Stored items:
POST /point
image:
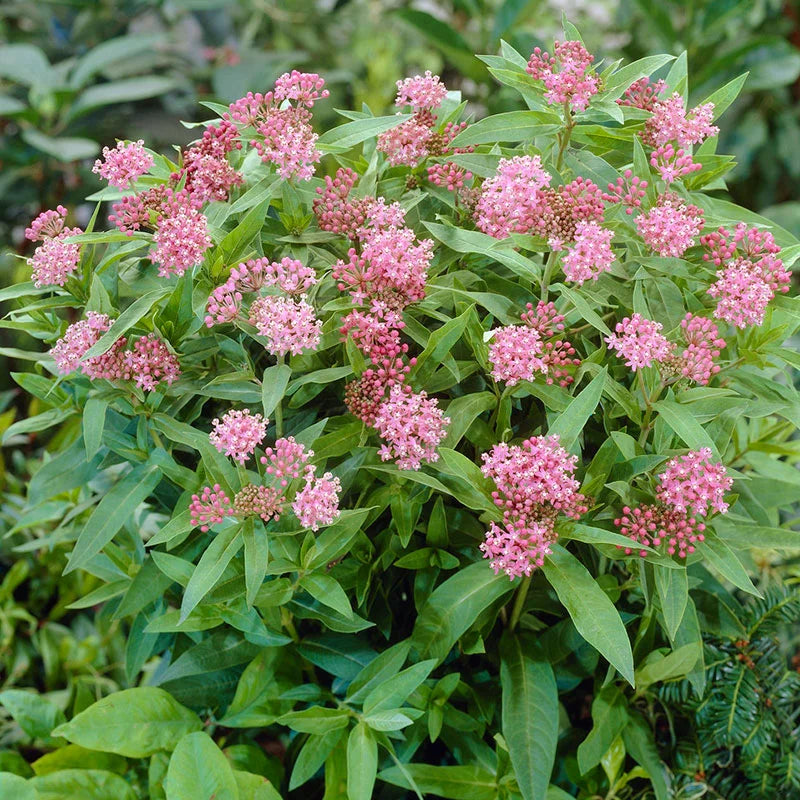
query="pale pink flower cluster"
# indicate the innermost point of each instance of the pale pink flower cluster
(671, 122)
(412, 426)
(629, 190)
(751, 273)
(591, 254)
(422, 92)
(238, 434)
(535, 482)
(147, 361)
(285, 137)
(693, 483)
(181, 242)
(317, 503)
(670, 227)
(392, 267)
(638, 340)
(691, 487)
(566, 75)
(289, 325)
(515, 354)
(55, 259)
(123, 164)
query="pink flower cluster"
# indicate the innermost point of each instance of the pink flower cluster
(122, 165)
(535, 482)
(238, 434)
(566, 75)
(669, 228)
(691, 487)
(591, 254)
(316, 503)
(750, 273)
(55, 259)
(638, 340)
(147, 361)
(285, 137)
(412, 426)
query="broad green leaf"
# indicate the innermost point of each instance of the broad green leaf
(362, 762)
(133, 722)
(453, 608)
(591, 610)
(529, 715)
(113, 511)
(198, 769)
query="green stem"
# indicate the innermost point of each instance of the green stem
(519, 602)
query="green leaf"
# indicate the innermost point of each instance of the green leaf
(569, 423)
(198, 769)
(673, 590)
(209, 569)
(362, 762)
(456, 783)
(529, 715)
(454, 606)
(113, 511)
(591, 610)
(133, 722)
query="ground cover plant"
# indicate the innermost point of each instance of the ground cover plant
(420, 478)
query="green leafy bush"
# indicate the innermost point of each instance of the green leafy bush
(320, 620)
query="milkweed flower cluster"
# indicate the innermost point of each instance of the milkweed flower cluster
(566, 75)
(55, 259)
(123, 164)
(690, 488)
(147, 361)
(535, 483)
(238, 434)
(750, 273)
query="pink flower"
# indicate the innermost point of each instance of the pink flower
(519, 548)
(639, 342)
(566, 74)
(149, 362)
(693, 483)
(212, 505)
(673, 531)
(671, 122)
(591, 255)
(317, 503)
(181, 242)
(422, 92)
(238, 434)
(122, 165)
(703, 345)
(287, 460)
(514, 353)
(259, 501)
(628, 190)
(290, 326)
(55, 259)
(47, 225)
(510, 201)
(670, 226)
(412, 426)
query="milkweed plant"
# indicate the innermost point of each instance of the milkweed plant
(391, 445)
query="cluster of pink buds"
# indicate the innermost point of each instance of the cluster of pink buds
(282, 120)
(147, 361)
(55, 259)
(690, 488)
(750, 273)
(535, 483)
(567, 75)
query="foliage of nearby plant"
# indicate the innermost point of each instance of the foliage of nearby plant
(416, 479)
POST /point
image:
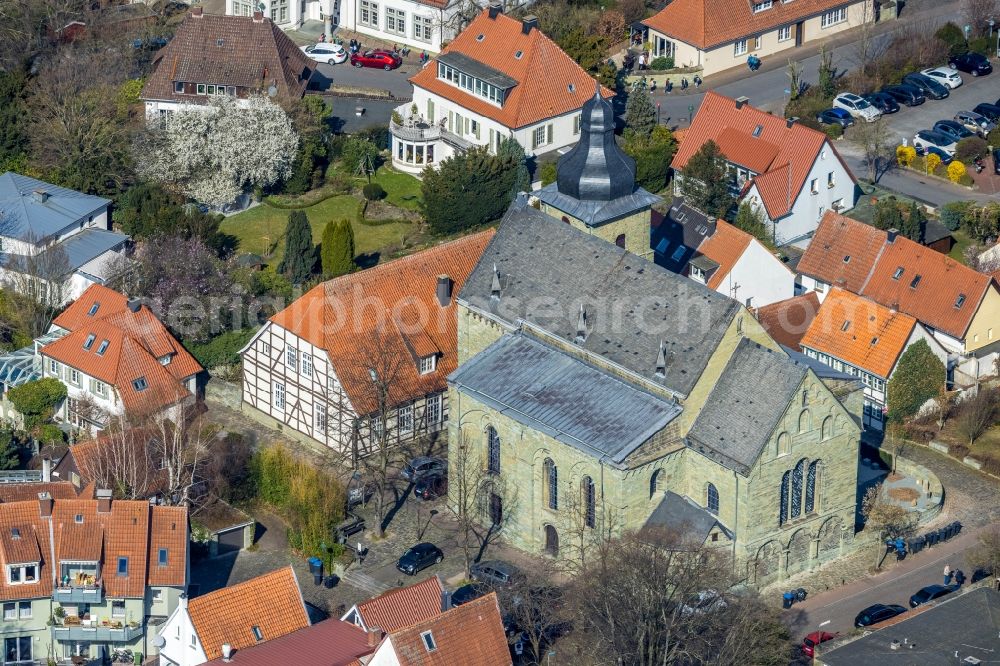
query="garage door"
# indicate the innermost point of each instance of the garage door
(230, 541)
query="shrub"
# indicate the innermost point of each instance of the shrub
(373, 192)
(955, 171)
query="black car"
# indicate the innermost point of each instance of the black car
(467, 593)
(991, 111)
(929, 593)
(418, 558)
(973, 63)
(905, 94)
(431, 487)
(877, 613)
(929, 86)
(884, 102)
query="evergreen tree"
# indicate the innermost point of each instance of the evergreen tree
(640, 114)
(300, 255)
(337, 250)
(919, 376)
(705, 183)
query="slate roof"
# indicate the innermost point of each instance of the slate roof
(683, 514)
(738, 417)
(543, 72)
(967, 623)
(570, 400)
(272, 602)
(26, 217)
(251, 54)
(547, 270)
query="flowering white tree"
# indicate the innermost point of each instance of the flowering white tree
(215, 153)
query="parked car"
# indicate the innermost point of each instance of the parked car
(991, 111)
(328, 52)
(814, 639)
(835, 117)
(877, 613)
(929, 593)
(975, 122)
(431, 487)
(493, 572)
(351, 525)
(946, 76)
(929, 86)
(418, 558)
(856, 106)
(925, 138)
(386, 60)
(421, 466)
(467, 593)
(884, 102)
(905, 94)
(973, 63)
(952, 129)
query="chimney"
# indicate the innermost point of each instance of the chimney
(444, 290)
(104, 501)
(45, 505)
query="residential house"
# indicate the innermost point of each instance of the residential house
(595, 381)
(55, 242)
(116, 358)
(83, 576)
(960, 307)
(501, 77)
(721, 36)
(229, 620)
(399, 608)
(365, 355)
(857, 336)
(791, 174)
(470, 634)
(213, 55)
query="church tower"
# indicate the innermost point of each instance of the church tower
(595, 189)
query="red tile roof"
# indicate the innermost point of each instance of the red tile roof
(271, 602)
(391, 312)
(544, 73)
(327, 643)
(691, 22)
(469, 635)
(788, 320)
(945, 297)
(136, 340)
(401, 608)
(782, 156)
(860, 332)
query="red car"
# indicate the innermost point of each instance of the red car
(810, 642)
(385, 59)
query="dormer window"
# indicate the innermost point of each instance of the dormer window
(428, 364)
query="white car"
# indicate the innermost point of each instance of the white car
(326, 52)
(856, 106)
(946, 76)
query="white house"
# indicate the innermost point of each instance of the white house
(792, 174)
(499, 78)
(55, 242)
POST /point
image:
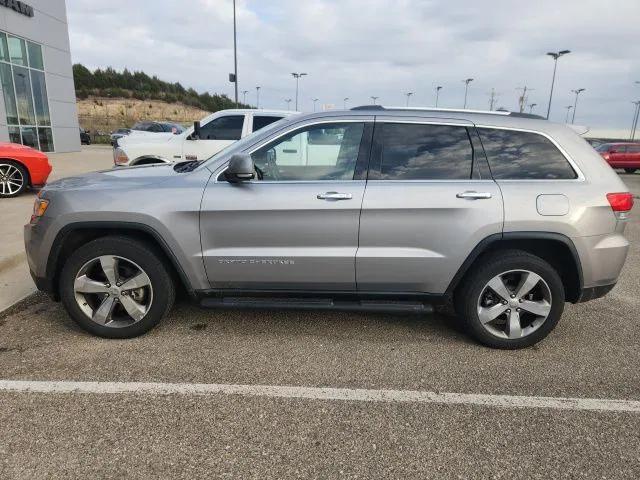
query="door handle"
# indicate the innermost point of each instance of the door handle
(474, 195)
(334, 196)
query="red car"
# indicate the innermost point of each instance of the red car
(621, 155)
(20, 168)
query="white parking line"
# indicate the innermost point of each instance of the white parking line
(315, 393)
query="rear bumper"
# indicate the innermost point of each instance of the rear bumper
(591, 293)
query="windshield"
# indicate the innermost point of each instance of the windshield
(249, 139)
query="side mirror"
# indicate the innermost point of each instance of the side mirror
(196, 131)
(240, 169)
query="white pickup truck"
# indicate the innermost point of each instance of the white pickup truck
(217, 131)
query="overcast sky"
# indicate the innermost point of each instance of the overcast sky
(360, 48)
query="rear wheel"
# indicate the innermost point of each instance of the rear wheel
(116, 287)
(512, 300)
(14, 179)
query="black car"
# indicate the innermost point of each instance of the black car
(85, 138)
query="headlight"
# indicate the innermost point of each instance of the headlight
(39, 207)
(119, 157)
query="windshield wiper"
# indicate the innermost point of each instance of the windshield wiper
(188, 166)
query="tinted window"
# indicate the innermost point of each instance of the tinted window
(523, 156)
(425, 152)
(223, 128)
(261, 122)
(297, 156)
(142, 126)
...
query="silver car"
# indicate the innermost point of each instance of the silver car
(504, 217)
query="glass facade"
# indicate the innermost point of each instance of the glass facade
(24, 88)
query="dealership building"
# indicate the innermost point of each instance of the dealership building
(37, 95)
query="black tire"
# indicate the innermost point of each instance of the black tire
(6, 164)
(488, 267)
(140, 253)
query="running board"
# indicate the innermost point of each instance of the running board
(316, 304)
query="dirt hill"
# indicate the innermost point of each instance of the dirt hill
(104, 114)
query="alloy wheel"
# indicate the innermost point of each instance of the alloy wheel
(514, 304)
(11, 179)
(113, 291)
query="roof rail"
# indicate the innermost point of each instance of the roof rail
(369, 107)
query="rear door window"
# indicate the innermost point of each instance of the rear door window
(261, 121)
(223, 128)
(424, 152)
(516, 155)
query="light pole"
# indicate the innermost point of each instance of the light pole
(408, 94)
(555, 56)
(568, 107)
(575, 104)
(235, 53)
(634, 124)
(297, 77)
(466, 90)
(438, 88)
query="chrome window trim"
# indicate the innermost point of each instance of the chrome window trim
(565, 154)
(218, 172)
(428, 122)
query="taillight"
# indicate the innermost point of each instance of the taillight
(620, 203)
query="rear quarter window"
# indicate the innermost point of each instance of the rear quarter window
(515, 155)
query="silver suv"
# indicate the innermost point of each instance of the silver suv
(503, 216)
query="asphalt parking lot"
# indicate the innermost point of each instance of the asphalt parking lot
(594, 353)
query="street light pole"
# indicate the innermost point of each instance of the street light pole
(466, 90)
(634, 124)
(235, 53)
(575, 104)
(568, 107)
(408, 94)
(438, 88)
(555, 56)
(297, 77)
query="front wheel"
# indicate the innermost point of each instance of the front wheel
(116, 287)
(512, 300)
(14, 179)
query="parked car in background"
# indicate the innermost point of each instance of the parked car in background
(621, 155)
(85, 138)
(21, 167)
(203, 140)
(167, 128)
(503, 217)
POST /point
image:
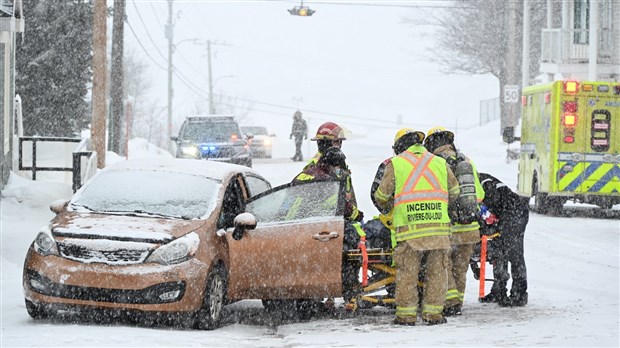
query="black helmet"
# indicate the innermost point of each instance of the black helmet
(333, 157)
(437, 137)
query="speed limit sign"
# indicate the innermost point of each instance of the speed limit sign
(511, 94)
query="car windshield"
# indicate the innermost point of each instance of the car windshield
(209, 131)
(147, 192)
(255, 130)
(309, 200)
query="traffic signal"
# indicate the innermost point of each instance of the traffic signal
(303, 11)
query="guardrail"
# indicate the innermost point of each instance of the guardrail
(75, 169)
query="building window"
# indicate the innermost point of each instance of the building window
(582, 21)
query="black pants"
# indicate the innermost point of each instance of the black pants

**The exercise**
Identify every line in the stored items that contains the string "guardrail", and copy each one. Case counts.

**Final answer**
query="guardrail"
# indicate the innermost point of each instance of the guardrail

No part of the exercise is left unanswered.